Point annotation dataset records

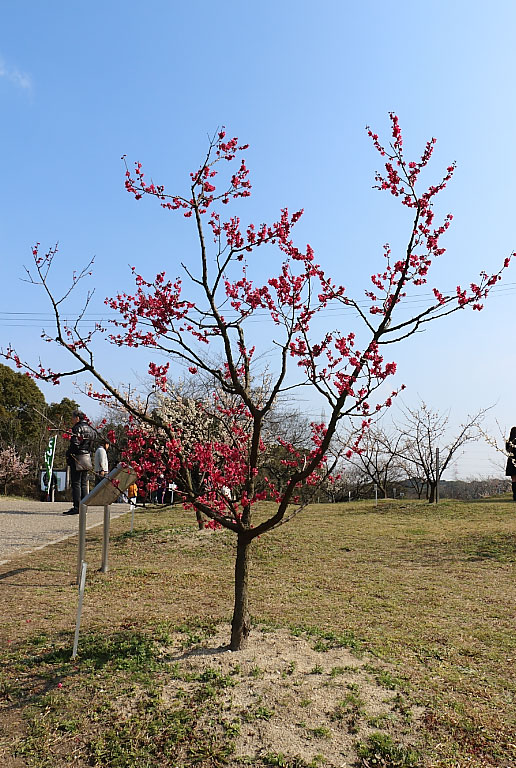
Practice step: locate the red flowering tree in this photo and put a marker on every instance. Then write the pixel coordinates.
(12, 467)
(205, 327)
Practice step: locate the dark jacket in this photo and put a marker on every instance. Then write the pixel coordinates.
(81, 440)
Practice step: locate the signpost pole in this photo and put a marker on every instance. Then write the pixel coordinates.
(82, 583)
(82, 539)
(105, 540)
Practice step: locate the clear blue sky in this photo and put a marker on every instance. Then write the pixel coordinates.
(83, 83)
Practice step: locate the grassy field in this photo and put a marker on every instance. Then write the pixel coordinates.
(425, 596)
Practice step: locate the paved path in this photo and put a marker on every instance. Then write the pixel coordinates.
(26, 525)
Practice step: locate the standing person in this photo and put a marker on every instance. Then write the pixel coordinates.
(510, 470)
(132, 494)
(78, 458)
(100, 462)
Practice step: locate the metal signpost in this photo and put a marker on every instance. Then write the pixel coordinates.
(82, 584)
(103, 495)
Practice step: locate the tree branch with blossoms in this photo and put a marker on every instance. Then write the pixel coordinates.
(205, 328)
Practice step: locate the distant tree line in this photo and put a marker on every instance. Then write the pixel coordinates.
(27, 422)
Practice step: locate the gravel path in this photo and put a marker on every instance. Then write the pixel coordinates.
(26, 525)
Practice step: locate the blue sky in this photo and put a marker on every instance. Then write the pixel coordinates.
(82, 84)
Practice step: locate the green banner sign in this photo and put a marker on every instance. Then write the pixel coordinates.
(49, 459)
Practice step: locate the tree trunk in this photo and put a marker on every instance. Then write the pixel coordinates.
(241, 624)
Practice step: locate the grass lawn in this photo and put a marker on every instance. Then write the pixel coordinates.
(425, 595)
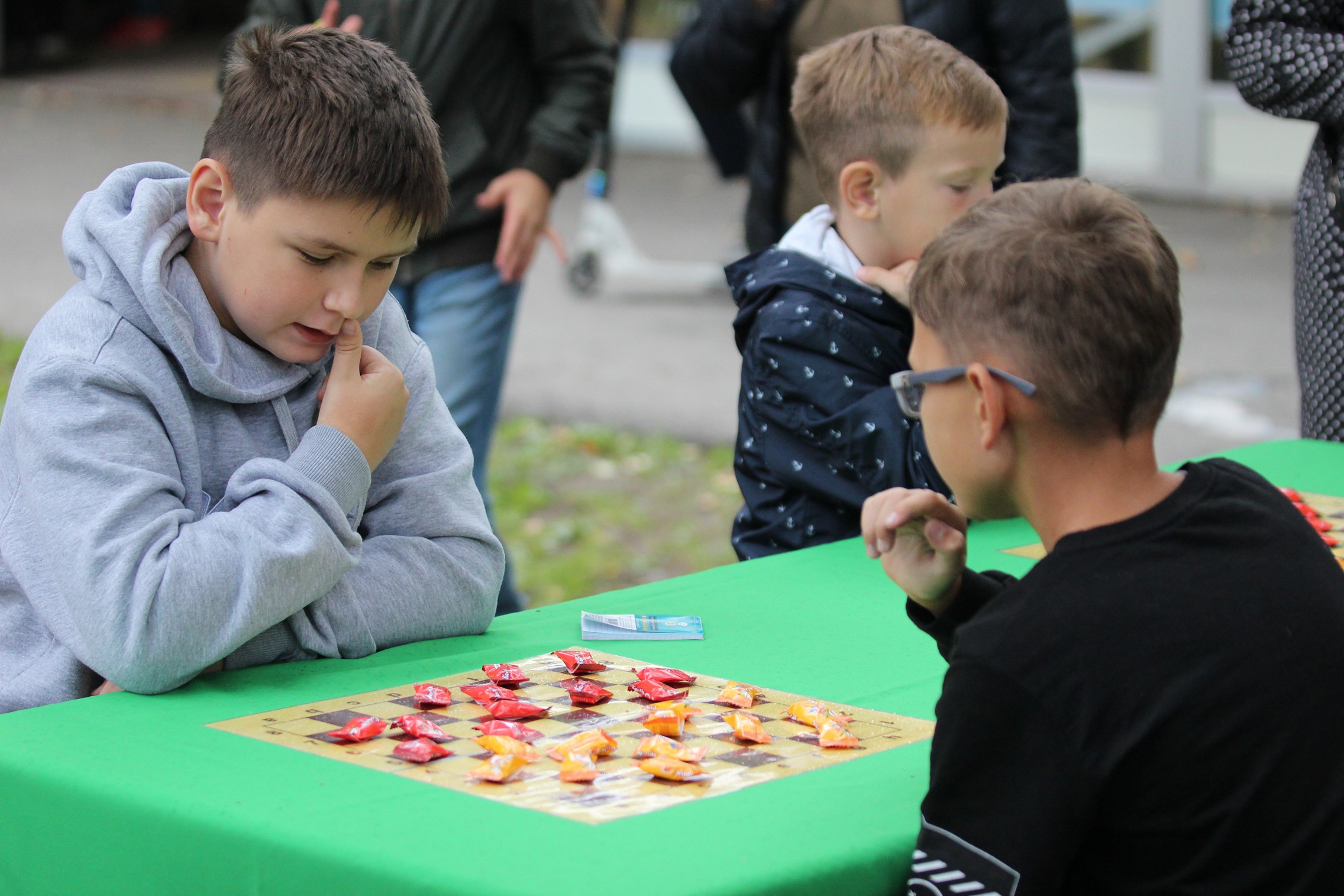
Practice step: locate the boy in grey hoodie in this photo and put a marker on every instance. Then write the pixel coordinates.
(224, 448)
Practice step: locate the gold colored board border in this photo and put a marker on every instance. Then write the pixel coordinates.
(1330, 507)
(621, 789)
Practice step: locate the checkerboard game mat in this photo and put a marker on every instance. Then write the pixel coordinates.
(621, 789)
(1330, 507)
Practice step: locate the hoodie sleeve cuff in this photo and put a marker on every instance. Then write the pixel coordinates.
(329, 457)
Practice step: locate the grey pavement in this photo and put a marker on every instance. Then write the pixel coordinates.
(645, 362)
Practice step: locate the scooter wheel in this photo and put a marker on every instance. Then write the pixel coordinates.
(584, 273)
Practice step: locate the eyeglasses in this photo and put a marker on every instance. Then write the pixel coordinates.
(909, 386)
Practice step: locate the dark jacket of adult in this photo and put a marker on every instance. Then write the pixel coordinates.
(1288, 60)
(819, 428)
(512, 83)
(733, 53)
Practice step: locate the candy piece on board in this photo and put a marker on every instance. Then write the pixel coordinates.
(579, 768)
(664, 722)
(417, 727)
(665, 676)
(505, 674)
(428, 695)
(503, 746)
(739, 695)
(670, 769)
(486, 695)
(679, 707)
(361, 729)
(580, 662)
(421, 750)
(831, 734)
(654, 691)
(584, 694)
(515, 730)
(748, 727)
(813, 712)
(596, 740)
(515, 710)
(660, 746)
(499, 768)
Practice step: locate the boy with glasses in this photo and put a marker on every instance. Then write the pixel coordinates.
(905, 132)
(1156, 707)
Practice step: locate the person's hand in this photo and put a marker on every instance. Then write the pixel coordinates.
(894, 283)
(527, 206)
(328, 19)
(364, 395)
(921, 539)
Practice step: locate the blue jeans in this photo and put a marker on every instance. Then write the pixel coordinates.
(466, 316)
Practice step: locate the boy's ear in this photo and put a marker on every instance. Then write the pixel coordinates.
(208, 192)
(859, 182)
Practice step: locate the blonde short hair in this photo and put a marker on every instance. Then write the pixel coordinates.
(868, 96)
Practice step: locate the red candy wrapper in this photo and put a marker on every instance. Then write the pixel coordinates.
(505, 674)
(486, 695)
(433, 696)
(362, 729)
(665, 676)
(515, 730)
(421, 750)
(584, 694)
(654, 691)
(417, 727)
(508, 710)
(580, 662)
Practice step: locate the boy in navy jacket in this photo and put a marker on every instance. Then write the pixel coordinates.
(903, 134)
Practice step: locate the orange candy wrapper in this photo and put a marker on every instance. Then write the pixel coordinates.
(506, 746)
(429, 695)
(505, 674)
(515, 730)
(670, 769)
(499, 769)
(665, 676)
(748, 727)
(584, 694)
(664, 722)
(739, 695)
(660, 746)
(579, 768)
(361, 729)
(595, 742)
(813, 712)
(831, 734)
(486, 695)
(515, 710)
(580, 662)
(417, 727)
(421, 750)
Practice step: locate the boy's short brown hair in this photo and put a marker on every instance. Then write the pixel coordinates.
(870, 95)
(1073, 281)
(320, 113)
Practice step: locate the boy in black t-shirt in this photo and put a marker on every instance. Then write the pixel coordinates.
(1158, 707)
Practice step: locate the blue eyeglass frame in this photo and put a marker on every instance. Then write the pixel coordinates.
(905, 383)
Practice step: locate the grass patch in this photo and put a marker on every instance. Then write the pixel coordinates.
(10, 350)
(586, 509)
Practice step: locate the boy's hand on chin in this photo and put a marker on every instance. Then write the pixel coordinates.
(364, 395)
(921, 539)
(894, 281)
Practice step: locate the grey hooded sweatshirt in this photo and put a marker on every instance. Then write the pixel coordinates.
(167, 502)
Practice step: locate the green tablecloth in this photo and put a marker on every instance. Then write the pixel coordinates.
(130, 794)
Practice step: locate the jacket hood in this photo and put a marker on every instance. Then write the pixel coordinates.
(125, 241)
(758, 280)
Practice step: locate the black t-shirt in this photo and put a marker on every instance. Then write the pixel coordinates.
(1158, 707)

...

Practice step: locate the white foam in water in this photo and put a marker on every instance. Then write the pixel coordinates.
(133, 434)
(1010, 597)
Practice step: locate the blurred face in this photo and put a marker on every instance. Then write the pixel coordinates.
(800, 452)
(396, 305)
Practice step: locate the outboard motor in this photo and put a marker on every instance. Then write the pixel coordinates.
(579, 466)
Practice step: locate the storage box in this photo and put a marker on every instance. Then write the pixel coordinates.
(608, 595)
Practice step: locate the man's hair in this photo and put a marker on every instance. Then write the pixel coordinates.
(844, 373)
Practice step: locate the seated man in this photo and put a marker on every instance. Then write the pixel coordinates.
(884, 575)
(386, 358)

* * *

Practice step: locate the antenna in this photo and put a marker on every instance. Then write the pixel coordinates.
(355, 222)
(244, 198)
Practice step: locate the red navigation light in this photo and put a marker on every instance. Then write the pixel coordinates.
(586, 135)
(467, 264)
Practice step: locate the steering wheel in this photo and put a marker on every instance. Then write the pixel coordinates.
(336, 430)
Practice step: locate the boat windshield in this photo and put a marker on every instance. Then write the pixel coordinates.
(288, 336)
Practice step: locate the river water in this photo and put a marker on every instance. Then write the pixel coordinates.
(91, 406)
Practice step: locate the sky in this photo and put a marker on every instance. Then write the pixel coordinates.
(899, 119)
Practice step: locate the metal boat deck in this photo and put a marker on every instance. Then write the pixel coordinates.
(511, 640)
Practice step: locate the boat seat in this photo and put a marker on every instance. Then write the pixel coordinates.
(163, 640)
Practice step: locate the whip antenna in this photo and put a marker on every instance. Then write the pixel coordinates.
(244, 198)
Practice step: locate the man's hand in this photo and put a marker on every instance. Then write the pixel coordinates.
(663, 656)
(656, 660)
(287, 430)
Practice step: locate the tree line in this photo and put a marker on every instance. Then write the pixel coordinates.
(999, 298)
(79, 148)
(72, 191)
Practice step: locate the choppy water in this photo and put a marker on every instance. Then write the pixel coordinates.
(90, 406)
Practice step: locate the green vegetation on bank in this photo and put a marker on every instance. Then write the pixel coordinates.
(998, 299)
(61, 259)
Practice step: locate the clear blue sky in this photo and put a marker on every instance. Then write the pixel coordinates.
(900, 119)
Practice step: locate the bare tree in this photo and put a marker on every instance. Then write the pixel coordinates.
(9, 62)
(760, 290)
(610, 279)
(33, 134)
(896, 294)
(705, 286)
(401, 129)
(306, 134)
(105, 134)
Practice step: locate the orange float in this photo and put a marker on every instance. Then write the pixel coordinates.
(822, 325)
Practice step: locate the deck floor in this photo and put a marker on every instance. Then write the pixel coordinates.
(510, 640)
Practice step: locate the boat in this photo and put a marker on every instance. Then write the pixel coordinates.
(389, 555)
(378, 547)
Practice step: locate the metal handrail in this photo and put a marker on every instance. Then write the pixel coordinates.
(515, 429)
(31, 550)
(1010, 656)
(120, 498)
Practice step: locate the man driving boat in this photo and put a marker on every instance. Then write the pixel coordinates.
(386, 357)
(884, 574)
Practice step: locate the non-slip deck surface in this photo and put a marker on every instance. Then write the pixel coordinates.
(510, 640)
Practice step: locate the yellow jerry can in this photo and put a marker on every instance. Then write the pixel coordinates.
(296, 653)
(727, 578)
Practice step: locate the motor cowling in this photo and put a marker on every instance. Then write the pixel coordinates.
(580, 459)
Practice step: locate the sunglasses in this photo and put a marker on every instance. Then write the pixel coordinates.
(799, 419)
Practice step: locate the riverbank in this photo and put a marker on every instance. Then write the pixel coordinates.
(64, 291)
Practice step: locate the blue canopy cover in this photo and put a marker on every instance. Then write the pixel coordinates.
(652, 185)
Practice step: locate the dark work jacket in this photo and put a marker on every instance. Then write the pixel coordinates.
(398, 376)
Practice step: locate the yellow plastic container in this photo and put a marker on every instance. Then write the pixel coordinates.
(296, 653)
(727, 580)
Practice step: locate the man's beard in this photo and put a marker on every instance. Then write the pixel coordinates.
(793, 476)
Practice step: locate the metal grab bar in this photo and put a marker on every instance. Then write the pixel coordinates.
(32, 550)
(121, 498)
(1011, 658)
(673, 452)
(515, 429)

▶ **EXERCISE OBJECTIVE**:
Filter the lines above, keeping only those that contain the word "person". Copy each such line in full.

▶ **THE RESPONSE**:
Practice step: locate the standing person in this photo and put a marker on every instance. Then write the pixel coordinates.
Practice step: locate the person's hand in this photo and put a marker on every instance. Then write the pixel coordinates.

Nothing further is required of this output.